> EXERCISES
1) Answer these from the movie recommendations, each on its own line:
(a) Who appears in Hell Comes to Frogtown?
(b) Which director wrote memoirs about filming Shame?
(c) Which two movies were bought together at Best Buy?
2) Copy the movie recommendations word for word, from "Frankenweenie–an early offering" to "it, mutant frog-men.".
3) Write what comes next in the movie recommendations, starting after the last sentence.

> DOCUMENT
Begin

Frankenweenie–an early offering from Tim Burton.
Harold & Maude
Which reminds me… I haven’t watched it in a while
On it’s own DVD or on “The Nightmare Before Christmas”?
Prince of Darkness: “I’ve got a message for you and you’re not going to like it. Pray for death.”
The Last Wave: A different kind of apocalypse.
Roadside Prophets: Motorcycles and the art of Zen. Has John Doe, John Cusack, Adam Horowitz, Timothy Leary and… other people I can’t remember.
My Chauffeur: a somewhat cheesy, fun 80’s movie. It’s great to watch, if for no other reason than groaning at the clothes that we used to consider stylish back then.
Hell Comes to Frogtown: A post-apocalyptic movie with Rowdy Roddy Piper and, you guessed it, mutant frog-men.
I don’t know if this counts as unusual per se, but I did disturb the cashier at Best Buy when I bought Sweet Home Alabama and Road House at the same time.
I was lucky enough to find a copy of Shame a couple years back.
Takes place in the sixties, in a small Southern town. A young professional-looking man comes to town and claims to represent a national “White Pride” organization. He begins agitating the local population to not allow integration of the local high school, and to keep the n******s in their place! Meanwhile, he’s sleeping with a local guy’s wife and generally being a scumbag, and it ultimately comes out that he’s doing all this for sheer love of the power trip. The organization he represents is found to be nonexistent, and our young bad guy gets his comeuppance. and blacks and whites walk into the high school, hand in hand.
It’s creepy as hell for two reasons:
-
The movie was filmed on location in a small southern town around 1962, when the integration issue was INCREDIBLY hot. There are no sets in the movie. It’s all real. Director Roger Corman writes in his memoirs that during the crowd scenes, where the guy is exhorting the crowd to lynch and burn and hate… the local people who were acting as extras thought he was the HERO, not the villain!
-
Our hero/villain is played by a very young William Shatner, a couple years before he got the job on Star Trek.
It’s a mindbender.
I was going to say Hell Comes To Frogtown (in a post-apocalyptic future, only one man remains fertile and is responsible for repopulating the planet. He is played by Rowdy Roddy Piper) but it seems someone beat me to it.
How about: Burn Hollywood Burn. The plot is that there is a director named Alan Smithee who makes a big hollywood movie, but hates the producer’s cut. He wants to take his name off the project, but since it can only be replaced with the industry standard – Alan Smithee (which is his own name anyway) – he goes mad and steals the film.

End

> DATA PROVIDED
Begin

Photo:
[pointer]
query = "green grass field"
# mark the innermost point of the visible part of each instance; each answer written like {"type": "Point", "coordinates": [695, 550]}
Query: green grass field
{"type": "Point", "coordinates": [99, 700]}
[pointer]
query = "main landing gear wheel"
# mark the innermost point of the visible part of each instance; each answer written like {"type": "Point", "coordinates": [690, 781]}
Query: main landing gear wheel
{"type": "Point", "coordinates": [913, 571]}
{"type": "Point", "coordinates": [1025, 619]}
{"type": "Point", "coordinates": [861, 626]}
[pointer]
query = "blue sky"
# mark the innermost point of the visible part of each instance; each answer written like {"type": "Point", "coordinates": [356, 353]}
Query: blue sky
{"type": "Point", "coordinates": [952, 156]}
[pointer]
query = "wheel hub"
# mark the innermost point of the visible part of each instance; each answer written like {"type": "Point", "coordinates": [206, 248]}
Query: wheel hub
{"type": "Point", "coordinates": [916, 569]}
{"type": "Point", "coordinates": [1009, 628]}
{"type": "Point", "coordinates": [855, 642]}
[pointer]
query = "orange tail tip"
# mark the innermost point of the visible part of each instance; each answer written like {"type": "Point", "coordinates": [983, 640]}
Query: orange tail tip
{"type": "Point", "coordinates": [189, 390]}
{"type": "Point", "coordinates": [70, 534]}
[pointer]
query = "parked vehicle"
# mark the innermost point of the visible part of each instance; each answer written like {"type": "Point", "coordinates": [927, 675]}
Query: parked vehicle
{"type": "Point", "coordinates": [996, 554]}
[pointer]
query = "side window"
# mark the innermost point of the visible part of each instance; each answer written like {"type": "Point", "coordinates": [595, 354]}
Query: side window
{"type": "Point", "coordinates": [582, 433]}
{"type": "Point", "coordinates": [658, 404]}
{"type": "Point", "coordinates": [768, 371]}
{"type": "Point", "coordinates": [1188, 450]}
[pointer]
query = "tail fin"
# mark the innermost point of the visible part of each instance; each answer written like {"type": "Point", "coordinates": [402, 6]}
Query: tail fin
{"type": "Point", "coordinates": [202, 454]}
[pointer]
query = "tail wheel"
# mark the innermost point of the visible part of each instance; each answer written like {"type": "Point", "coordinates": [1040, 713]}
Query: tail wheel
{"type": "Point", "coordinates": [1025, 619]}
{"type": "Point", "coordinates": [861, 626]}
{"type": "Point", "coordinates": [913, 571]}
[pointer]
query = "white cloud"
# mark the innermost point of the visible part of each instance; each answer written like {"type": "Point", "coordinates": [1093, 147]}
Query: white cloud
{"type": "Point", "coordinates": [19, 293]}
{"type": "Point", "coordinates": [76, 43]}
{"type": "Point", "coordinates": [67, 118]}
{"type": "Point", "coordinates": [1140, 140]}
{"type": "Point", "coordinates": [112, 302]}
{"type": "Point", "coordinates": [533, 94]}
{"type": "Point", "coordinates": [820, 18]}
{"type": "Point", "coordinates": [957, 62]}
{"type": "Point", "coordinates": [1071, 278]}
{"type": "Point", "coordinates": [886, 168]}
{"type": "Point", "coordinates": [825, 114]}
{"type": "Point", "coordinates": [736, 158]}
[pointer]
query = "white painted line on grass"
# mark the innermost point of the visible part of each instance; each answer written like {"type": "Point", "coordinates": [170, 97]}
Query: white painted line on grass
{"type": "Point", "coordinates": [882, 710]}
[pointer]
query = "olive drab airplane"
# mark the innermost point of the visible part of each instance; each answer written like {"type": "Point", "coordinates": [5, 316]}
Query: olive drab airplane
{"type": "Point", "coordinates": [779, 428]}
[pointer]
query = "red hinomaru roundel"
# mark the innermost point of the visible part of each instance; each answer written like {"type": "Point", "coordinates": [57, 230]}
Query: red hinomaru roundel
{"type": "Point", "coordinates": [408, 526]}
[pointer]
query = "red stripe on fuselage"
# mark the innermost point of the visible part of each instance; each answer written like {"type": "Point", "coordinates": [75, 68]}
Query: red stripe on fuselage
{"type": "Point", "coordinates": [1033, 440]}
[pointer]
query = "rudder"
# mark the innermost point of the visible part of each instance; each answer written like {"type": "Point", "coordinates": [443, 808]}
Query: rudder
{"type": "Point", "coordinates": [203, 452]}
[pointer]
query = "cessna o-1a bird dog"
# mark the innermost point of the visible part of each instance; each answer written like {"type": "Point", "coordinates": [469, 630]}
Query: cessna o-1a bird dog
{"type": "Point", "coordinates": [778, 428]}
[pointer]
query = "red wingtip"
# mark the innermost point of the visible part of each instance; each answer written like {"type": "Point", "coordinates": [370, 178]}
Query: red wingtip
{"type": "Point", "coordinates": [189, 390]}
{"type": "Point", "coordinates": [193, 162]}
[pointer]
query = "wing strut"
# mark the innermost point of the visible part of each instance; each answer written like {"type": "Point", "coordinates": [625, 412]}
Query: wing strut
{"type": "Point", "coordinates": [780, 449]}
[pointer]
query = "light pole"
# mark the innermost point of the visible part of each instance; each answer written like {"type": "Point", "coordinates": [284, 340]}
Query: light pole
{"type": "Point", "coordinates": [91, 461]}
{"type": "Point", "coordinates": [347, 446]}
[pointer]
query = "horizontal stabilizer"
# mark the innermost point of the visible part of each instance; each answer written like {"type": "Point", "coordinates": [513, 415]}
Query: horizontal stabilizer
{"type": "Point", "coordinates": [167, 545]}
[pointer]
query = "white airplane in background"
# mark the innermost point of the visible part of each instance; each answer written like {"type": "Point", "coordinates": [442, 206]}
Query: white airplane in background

End
Begin

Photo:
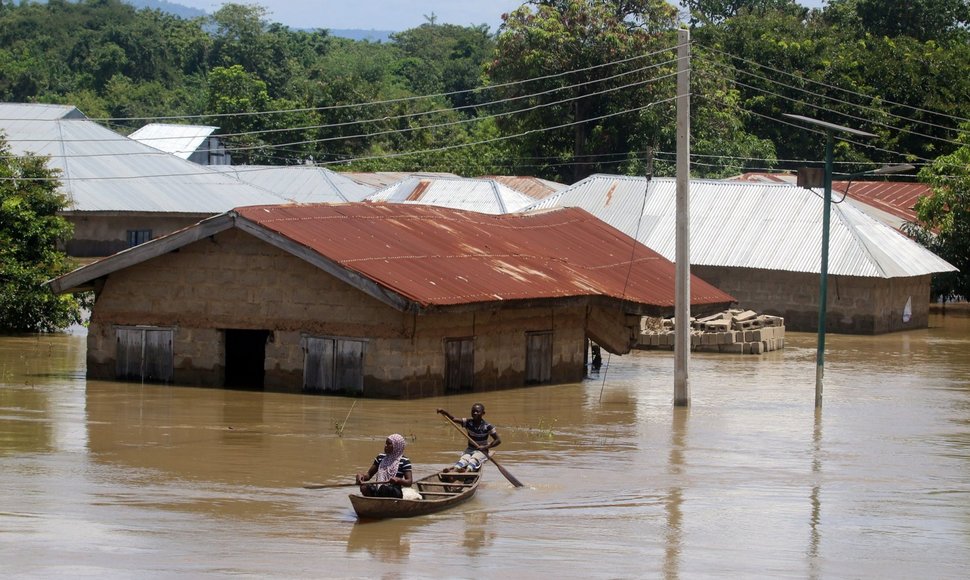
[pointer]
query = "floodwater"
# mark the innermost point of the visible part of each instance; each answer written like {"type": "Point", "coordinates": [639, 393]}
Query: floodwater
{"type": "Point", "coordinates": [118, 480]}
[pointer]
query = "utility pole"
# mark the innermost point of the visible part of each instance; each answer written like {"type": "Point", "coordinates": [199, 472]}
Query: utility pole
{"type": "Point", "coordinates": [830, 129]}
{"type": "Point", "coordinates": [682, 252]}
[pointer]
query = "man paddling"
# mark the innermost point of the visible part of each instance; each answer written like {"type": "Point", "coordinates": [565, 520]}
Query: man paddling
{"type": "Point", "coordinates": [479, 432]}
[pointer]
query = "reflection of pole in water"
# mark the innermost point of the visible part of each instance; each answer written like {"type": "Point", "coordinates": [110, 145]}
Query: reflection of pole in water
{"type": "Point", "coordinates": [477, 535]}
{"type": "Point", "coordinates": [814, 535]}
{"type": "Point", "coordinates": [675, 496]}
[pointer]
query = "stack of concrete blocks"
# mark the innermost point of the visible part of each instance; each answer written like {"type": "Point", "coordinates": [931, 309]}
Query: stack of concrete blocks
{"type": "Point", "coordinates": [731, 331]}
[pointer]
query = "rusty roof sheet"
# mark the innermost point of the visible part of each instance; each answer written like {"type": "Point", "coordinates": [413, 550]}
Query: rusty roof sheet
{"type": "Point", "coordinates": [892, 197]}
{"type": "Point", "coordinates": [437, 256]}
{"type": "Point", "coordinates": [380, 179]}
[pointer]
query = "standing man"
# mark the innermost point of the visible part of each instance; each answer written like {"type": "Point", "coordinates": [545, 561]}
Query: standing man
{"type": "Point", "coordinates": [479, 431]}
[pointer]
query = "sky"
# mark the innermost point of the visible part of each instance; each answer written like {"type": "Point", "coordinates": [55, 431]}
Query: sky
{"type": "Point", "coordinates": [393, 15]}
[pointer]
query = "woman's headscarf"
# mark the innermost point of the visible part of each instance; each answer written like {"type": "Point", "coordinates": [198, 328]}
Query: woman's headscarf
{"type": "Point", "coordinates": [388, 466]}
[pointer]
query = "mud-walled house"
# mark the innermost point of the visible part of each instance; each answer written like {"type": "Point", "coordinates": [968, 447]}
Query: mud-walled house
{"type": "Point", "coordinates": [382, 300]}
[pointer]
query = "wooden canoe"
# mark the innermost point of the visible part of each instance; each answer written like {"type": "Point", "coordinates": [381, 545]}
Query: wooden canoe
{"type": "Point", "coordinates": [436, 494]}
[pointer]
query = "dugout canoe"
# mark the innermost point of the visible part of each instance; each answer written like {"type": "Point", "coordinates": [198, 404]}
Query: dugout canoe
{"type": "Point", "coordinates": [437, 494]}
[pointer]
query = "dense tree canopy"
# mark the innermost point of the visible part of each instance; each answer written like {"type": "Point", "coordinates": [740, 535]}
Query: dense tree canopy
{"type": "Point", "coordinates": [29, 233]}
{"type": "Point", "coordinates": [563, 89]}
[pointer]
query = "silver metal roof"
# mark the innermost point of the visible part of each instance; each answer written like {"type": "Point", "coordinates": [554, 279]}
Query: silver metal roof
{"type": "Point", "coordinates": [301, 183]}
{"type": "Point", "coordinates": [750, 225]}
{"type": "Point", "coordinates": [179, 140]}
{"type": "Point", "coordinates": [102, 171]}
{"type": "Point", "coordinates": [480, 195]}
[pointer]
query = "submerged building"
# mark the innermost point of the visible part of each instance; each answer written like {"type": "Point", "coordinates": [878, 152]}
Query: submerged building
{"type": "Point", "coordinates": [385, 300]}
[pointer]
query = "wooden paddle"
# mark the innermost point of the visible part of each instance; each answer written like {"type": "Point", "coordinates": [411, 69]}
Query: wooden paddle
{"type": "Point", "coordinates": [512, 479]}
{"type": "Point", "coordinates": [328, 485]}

End
Begin

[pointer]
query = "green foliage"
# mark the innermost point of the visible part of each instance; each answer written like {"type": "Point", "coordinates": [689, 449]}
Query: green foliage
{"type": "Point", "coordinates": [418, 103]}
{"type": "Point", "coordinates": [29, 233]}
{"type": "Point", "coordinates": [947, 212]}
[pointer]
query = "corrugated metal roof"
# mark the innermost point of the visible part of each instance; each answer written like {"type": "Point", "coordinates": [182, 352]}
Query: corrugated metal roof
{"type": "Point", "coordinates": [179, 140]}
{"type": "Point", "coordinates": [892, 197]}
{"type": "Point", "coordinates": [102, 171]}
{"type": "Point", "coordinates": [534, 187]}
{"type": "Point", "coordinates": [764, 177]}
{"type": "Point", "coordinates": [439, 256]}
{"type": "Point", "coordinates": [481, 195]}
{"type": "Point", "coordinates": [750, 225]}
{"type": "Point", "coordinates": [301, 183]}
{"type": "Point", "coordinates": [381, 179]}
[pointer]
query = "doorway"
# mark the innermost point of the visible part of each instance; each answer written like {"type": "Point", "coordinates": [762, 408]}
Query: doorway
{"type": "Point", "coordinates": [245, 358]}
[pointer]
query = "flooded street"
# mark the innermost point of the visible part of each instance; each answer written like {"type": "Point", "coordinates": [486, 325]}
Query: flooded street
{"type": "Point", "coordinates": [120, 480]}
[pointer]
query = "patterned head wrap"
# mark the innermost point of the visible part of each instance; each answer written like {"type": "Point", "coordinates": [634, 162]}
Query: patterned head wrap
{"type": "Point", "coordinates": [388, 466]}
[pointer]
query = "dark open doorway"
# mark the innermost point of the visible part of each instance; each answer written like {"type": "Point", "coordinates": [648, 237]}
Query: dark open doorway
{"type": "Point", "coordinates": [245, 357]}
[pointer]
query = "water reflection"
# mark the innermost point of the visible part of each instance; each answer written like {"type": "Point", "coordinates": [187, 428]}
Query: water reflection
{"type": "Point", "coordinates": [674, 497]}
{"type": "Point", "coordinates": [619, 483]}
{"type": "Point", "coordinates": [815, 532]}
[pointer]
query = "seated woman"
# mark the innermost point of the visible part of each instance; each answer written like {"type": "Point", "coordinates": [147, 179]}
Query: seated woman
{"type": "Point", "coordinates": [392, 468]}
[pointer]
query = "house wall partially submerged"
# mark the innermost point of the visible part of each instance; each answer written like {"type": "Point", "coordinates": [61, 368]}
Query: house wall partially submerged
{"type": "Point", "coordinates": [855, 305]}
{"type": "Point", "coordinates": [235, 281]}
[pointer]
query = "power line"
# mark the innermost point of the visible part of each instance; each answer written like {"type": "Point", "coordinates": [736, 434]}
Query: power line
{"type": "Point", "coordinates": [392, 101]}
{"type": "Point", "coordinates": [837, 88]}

End

> EXPECTED ANSWERS
1)
(a) Rowdy Roddy Piper
(b) Roger Corman
(c) Sweet Home Alabama and Road House

2)
Frankenweenie–an early offering from Tim Burton.
Harold & Maude
Which reminds me… I haven’t watched it in a while
On it’s own DVD or on “The Nightmare Before Christmas”?
Prince of Darkness: “I’ve got a message for you and you’re not going to like it. Pray for death.”
The Last Wave: A different kind of apocalypse.
Roadside Prophets: Motorcycles and the art of Zen. Has John Doe, John Cusack, Adam Horowitz, Timothy Leary and… other people I can’t remember.
My Chauffeur: a somewhat cheesy, fun 80’s movie. It’s great to watch, if for no other reason than groaning at the clothes that we used to consider stylish back then.
Hell Comes to Frogtown: A post-apocalyptic movie with Rowdy Roddy Piper and, you guessed it, mutant frog-men.

3)
The thing about this movie is that its actual director hated it and decided to take his own name off the project, so now on the box it says the film was directed by Alan Smithee.
Then there’s Shakes The Clown. Much like you could call UHF “The Weird Al movie” or Spice World “The Spice Girls movie”, this one is “The Bobcat Goldthwait Movie”. It’s about a bunch of party clowns with a drinking problem. After work, the all go to the same bar – still in costume and full makeup – and just get wasted. Every now and then they get drunk in the daytime and try to beat up some mimes (including one played by Robin Williams). At the end they tacked on a thin plot so that there would be something to write on the back of the box, but really it’s just a movie about party clowns getting drunk.
Well it’s not really mine but… “The Magical princess gigi” or “Freddy the frog”
Freddy the frog’s a cartoon about a psychokinetic frogman who saves the world from a fat guy with a bunch of ninjas and an airship and a cobra that changes into stuff"
The other one… It’s HORRIBLE. Aliens try to take over the world, send one “THING” in. “THING” Turns into a midget with pink hair, meets Psycho Peter Pan"He thinks Beating the Sh!t outta people is FUN!", saves the world from buisnessmen with grenades that control time(don’t get me started) and “Time Dragons”, becomes a rock star, etc. And it’s anime.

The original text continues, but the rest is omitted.